First, let’s see if there are any missing variables:

filter(dat, is.na(price))

## # A tibble: 0 x 21
## # ... with 21 variables: id <dbl>, date <chr>, price <dbl>, bedrooms <dbl>,
## #   bathrooms <dbl>, sqft_living <dbl>, sqft_lot <dbl>, floors <dbl>,
## #   waterfront <dbl>, view <dbl>, condition <dbl>, grade <dbl>,
## #   sqft_above <dbl>, sqft_basement <chr>, yr_built <dbl>, yr_renovated <dbl>,
## #   zipcode <dbl>, lat <dbl>, long <dbl>, sqft_living15 <dbl>, sqft_lot15 <dbl>

What the code above does is filters our dataset “dat”, such that it only shows rows where the “price” variable is NA. Fortunately this returns no results, meaning there are no missing values of our price variable. Good news!

One potential issue with our price variable, however, is that if we were to look for predictors of this variable in its current, unadjusted form, we’d be investigating an additive, rather than a multiplicative, relationship. That is to say, any added value in price would have the same weight across the entire distribution of houses.

--------------------------------

PROBLEMS
[A] Duplicate the part of the price-variable passage that opens with the words containing "What the code" and closes with "distribution of houses.".
[B] Summarize the price-variable passage in two sentences.

DATASET CONTENT
--------------------------------

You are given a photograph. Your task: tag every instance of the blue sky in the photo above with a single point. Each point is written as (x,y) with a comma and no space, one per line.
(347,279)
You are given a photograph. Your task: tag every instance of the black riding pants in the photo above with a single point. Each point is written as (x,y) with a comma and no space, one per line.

--------------------------------

RESPONSE LIST
[A]
What the code above does is filters our dataset “dat”, such that it only shows rows where the “price” variable is NA. Fortunately this returns no results, meaning there are no missing values of our price variable. Good news!

One potential issue with our price variable, however, is that if we were to look for predictors of this variable in its current, unadjusted form, we’d be investigating an additive, rather than a multiplicative, relationship. That is to say, any added value in price would have the same weight across the entire distribution of houses.

[B] Filtering the dataset "dat" to show only rows where the "price" variable is NA returns no results, so price has no missing values. In its current, unadjusted form, however, price would lead to investigating an additive rather than a multiplicative relationship, meaning any added value in price would carry the same weight across the entire distribution of houses.